Excerpts from segmentation records:
○ ○ ○

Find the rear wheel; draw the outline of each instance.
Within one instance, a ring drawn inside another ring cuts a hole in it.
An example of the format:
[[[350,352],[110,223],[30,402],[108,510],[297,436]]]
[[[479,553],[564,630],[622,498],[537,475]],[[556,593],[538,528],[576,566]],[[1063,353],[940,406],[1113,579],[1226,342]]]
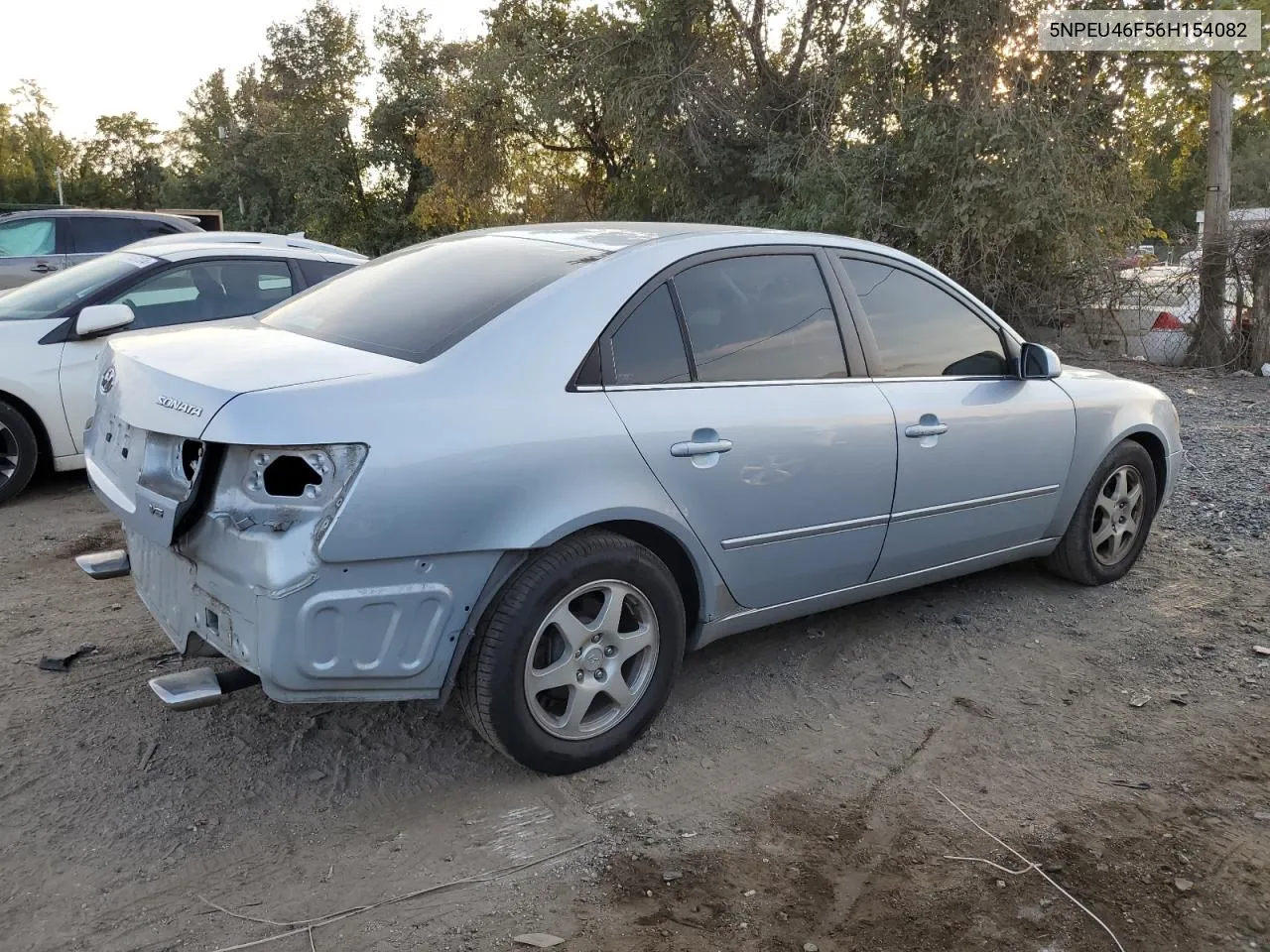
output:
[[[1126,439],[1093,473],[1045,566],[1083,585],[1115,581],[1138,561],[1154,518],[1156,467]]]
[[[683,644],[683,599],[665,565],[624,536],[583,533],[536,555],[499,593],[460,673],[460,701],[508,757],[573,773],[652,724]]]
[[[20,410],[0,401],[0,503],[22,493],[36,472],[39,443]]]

○ ○ ○

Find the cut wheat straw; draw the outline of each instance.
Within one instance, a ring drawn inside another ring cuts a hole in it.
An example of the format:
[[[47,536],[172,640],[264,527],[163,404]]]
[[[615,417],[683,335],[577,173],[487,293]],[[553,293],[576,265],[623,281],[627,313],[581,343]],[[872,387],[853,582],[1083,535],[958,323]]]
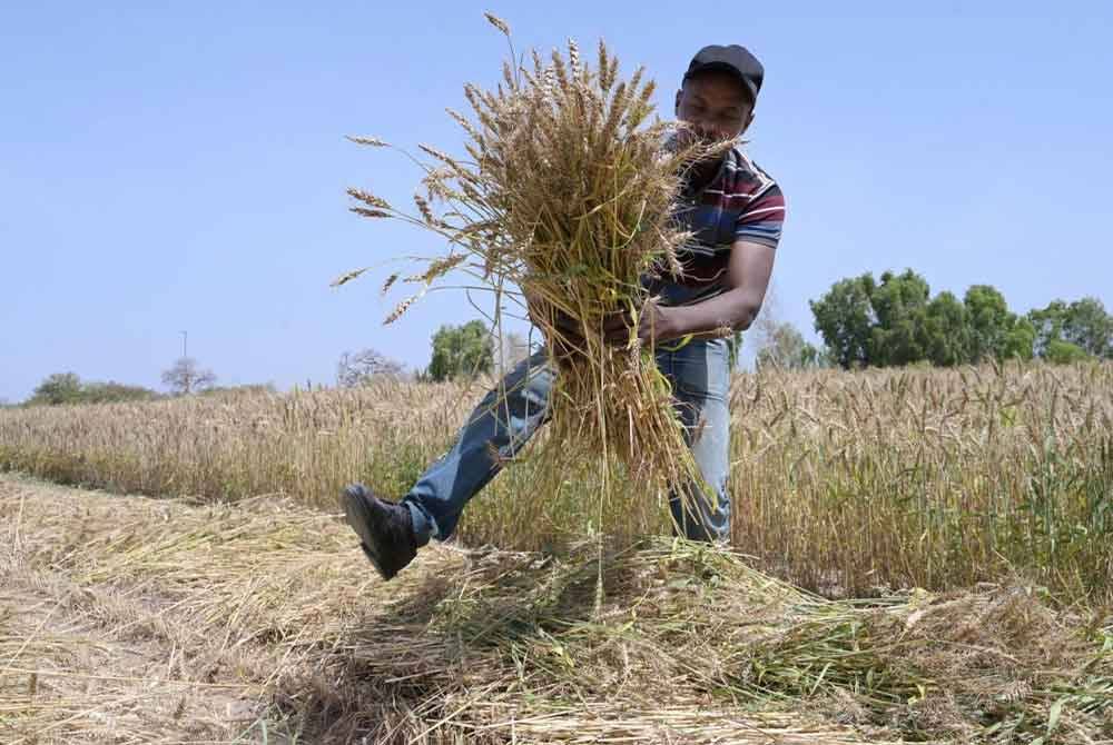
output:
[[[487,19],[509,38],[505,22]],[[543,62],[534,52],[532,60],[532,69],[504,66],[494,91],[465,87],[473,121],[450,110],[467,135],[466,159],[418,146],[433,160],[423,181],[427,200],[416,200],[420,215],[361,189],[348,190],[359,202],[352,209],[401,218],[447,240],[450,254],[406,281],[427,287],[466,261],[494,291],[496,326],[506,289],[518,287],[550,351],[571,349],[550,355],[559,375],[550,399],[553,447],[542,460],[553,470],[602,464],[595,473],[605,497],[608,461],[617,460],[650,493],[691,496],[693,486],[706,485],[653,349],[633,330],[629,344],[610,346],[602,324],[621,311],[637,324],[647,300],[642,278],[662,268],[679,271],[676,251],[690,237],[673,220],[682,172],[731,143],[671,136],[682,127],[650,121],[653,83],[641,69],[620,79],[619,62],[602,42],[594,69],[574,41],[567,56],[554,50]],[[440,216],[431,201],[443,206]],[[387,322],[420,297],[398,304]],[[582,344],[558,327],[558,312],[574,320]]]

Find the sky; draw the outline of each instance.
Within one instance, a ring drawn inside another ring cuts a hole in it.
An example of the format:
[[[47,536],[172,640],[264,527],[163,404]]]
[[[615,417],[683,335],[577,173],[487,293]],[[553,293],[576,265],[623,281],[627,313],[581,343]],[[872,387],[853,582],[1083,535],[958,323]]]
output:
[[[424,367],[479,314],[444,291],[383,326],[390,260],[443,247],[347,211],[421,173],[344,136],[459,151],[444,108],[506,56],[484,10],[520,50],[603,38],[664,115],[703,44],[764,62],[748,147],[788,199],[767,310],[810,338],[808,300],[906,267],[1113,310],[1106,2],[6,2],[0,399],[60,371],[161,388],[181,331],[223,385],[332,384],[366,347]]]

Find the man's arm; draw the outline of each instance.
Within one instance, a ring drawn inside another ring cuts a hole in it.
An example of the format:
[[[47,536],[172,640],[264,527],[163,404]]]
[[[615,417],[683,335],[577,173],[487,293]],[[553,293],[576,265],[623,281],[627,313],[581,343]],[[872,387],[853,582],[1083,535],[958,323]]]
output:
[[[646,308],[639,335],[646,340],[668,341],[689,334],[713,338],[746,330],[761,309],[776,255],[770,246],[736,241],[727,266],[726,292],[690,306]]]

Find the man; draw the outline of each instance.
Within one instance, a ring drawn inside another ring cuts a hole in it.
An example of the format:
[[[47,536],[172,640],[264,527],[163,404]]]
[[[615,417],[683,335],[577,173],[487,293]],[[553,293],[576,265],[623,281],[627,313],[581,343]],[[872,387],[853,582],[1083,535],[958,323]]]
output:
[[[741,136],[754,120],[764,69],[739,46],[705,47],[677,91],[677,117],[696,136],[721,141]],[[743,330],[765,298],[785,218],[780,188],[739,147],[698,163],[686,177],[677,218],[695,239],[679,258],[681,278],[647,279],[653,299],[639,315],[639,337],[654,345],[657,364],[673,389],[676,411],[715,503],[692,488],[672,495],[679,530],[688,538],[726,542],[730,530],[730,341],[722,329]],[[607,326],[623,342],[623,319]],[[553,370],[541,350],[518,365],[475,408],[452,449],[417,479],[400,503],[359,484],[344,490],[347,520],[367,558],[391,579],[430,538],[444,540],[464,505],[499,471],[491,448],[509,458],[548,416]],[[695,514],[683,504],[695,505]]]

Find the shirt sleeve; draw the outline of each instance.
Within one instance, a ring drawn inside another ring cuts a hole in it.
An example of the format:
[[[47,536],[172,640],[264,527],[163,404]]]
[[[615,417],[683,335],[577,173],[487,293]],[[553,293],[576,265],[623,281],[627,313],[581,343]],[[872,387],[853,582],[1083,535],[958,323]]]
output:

○ ○ ○

# Required task:
List every line of the listing above that contains the word "Find". Case matters.

# Final result:
Find the rear wheel; draw the outline of each instance.
Find the cut wheat straw; draw the outline of each instance.
Find the sky; draw the outline of each instance.
Find the man's arm; draw the outline of each instance.
Find the man; draw the outline of each instance.
Find the shirt sleeve; draw the outline of each instance.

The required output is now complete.